## Assignment
Copy the entries character for character.

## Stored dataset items
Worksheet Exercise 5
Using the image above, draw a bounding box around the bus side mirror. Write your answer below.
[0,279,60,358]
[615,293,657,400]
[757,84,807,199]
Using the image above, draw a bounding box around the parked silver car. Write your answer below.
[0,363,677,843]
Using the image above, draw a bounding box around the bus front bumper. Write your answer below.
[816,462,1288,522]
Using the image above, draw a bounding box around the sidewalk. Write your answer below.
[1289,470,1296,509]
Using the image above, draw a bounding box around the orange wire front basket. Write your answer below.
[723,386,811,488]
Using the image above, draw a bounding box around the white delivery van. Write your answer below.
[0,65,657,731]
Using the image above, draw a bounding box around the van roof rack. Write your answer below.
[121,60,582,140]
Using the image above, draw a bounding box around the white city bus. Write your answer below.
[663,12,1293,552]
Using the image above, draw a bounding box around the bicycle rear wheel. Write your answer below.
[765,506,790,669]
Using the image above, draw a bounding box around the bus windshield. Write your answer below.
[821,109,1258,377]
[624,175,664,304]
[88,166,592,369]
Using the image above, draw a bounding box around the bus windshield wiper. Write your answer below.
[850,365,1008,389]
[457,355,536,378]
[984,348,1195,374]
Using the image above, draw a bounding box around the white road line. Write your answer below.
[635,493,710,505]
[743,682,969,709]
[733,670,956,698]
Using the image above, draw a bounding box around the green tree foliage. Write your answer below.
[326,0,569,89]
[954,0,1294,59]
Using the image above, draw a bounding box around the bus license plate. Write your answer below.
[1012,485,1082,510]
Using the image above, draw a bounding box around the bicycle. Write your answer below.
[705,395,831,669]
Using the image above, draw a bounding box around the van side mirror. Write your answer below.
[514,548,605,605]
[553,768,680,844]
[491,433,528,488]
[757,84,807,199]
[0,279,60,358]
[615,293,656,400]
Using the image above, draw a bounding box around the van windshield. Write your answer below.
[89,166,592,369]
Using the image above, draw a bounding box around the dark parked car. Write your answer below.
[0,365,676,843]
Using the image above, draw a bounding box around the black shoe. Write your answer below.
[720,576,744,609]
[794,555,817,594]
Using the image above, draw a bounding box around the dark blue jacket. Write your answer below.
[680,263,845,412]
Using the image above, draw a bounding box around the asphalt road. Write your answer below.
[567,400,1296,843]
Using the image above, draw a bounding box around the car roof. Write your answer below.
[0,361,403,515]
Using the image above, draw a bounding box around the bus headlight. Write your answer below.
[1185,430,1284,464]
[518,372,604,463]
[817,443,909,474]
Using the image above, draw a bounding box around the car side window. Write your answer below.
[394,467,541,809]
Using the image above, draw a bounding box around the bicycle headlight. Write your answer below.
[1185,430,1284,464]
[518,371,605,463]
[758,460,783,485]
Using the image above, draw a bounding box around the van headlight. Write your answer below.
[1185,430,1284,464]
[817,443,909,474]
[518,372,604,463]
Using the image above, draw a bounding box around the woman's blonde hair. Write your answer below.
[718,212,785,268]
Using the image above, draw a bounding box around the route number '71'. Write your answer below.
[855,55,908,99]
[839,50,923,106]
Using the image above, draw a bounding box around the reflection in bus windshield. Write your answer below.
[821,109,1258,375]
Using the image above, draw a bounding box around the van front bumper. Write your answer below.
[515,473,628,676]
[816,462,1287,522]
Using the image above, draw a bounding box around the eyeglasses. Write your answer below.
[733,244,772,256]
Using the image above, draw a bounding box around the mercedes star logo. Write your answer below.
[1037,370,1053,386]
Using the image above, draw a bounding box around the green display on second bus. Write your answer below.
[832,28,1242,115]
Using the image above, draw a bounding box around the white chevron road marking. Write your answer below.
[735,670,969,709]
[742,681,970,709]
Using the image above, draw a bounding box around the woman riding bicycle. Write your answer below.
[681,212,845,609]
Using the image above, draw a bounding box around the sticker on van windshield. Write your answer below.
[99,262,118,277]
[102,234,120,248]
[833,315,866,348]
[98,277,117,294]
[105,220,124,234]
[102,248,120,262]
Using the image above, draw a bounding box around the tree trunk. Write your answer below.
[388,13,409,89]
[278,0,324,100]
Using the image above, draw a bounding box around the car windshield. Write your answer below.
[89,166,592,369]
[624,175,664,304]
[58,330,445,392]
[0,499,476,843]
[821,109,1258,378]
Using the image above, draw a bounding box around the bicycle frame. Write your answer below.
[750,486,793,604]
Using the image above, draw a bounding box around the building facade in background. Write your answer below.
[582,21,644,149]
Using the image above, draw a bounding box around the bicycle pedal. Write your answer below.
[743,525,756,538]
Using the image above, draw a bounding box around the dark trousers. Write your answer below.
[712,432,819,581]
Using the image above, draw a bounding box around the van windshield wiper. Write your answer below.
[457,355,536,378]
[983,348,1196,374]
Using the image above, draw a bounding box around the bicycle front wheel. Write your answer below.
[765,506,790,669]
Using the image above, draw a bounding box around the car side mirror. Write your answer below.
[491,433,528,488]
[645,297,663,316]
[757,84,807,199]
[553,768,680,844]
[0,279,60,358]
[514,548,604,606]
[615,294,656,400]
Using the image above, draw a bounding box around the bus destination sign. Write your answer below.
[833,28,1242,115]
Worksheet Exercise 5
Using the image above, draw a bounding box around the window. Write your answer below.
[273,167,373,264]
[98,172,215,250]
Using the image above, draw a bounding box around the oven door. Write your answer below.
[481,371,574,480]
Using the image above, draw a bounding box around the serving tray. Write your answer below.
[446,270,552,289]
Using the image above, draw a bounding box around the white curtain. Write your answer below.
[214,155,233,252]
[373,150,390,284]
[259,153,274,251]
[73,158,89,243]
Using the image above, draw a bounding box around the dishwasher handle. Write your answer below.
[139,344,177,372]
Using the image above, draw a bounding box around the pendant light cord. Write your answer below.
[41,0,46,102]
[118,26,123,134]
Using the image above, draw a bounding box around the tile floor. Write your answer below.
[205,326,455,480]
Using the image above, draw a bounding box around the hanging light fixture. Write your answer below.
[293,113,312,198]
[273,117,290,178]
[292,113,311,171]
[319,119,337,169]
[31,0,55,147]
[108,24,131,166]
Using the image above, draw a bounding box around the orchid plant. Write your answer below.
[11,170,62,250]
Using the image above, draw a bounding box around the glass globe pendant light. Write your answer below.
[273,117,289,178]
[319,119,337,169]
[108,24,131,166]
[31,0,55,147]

## Exercise output
Worksheet Exercise 5
Using the image above, draw a bounding box around the bus side mirror. Write your answer below.
[0,279,60,358]
[615,293,657,400]
[757,84,807,199]
Using the image above, draw a bounding box around the parked silver car. Write your answer below.
[0,363,677,843]
Using the image above, draw a bounding box around the bus front bumper. Write your answer below.
[816,462,1288,522]
Using the image above, draw a bounding box around the sidewalk. Write your answer below.
[1289,470,1296,509]
Using the image above, draw a bounding box around the orange wire front basket. Write your answer below.
[723,386,811,488]
Using the image above, draw a bounding box around the white delivery van. Write your answer below.
[0,65,657,731]
Using the image above, draw a bounding box around the van roof rack. Write your answer below.
[121,60,582,140]
Using the image above, draw a bounding box around the white city bus. Write your answer below.
[663,12,1293,552]
Using the image above, draw a bounding box around the bicycle rear wheel. Write your answer below.
[765,506,790,669]
Using the image above, draw a bounding box around the bus windshield. Write your answer below.
[821,109,1258,377]
[624,175,664,304]
[88,166,592,369]
Using the image above, draw a bounding box around the bus windshield wiper. Write your answer below.
[850,365,1008,389]
[457,355,536,378]
[984,348,1195,374]
Using the image above, draw a bounding box around the white road line. Write your answer below.
[635,493,710,505]
[743,682,969,709]
[733,670,956,698]
Using the image above, draw a bounding box around the green tree foliage. Write your answer below.
[326,0,569,89]
[954,0,1294,59]
Using the image above, draw a bounding box around the bus license plate. Write your answer below.
[1012,485,1082,510]
Using the image above, draw a bounding box around the bicycle. Write your answer below.
[705,395,831,669]
Using the image above, draw a bounding box around the van side mirror. Write your answer below.
[514,548,605,605]
[553,768,680,844]
[491,433,528,488]
[757,84,807,199]
[0,279,60,358]
[615,293,656,400]
Using the image above, draw a bounding box around the van windshield. Write your answer below.
[89,166,592,369]
Using the image above, draw a bounding box around the dark parked car. Write your answer below.
[0,365,676,843]
Using the image above, draw a bounding box around the black shoe. Write your answer below.
[720,576,744,609]
[794,555,817,594]
Using the image above, draw a bounding box around the dark blue jacket. Write your answer below.
[680,263,845,412]
Using the image above, draw a bounding box around the asphalt road. Write your answer below.
[567,400,1296,843]
Using the image above, draw a bounding box around the car roof. Write your answer below.
[0,361,403,515]
Using the image above, draw a bounding box around the bus headlight. Write your answer below.
[1185,430,1284,464]
[518,372,604,463]
[817,443,909,474]
Using the image above, draw a bounding box around the car side window. Write your answer below.
[394,467,541,809]
Using the image above, draw a bounding box around the bicycle headlight. Write your answer below.
[1185,430,1284,464]
[518,371,605,463]
[758,460,783,485]
Using the image above, draw a bounding box around the van headlight. Write your answer below.
[1185,430,1284,464]
[817,443,909,474]
[518,372,604,463]
Using the image above, draw a bounding box around the woman's blonde hair. Write your answer below.
[718,212,785,268]
Using the image above, draw a bounding box around the route number '71'. Write your answer below.
[855,55,908,99]
[839,50,923,106]
Using the image above, draw a bounding box around the reflection in bus windshield. Write your answer below.
[821,109,1258,375]
Using the image above, draw a bounding box around the van front bumper. Write your answer below.
[515,473,628,676]
[816,462,1287,522]
Using the image above, draw a bounding box around the eyeglasses. Write your answer below.
[733,244,772,256]
Using the image above, draw a bounding box around the mercedes star logo. Write your answer below.
[1037,370,1053,386]
Using the image above, draw a bounding box around the green display on second bus. Write your answer below.
[832,28,1242,115]
Using the image above, draw a bounding box around the white chevron road marking. Write your answer below.
[735,670,969,709]
[742,681,970,709]
Using the image above, draw a bounding box around the woman riding bicycle. Write your answer below.
[681,212,845,609]
Using the image above, draw a bounding box around the sticker on van windshield. Write your answer below.
[99,262,118,277]
[102,234,120,248]
[833,315,866,348]
[98,277,117,294]
[105,220,124,234]
[102,248,120,262]
Using the image above, draw a bounding box around the tree trunk. Write your answer below.
[388,13,409,89]
[278,0,324,100]
Using the image above, draw a bounding box around the car windshield. Write your answer below.
[89,166,592,369]
[624,175,664,304]
[58,330,445,392]
[0,499,476,843]
[821,109,1258,378]
Using the image above, draw a bounding box around the bicycle frame. Write your answer below.
[750,486,793,604]
Using the image above, draw a bounding box around the building facade in background. Write your answer below.
[582,21,644,149]
Using the image above, draw a bounding box around the bicycle pedal. Write your answer below.
[743,525,756,538]
Using the image above, draw a bounding box around the dark trousers. Write your answer below.
[712,432,819,581]
Using the image above, draw a bounding box around the van windshield wiper. Write your answer below.
[457,355,536,378]
[983,348,1196,374]
Using the image above, draw a bounding box around the bicycle front wheel. Write your answer below.
[765,506,790,669]
Using the image above, draw a bounding box around the car side mirror. Write your answer below.
[491,433,528,488]
[645,297,663,316]
[757,84,807,199]
[553,768,680,844]
[0,279,60,358]
[514,548,604,606]
[615,294,656,400]
Using the image above, draw a bounding box around the bus destination sign. Write your answer below.
[833,28,1242,115]
Worksheet Exercise 5
Using the image above, draw a bounding box around the window. Write your answer below.
[273,167,373,264]
[98,172,215,250]
Using the image above, draw a bounding box around the oven door. Write your answer below.
[481,371,574,480]
Using the image above, draw a bounding box around the serving tray. Write your answer below.
[446,270,552,289]
Using the image above, draw a bounding box around the white curtain. Write your answer below.
[214,155,233,252]
[373,150,390,284]
[259,153,274,251]
[73,158,89,243]
Using the image above, draw a bounding box around the dishwasher handle. Write your answer below.
[139,344,177,372]
Using the image above, draw a bounding box around the pendant light cord. Write your answer below.
[41,0,46,102]
[118,26,123,134]
Using the image above, draw a bounding box around the tile floor. Write your answer below.
[205,326,455,480]
Using the image above, draw a bounding box around the hanging light fixture. Write your answer below.
[293,113,312,198]
[273,117,290,178]
[292,113,311,171]
[319,119,337,169]
[31,0,55,147]
[108,24,131,166]
Using the image above, draw a bounding box around the orchid plant. Write your answer below.
[11,170,62,250]
Using the image above, draw a bounding box around the glass globe pendant light. Write your answer below.
[273,117,289,178]
[319,119,337,169]
[108,24,131,166]
[31,0,55,147]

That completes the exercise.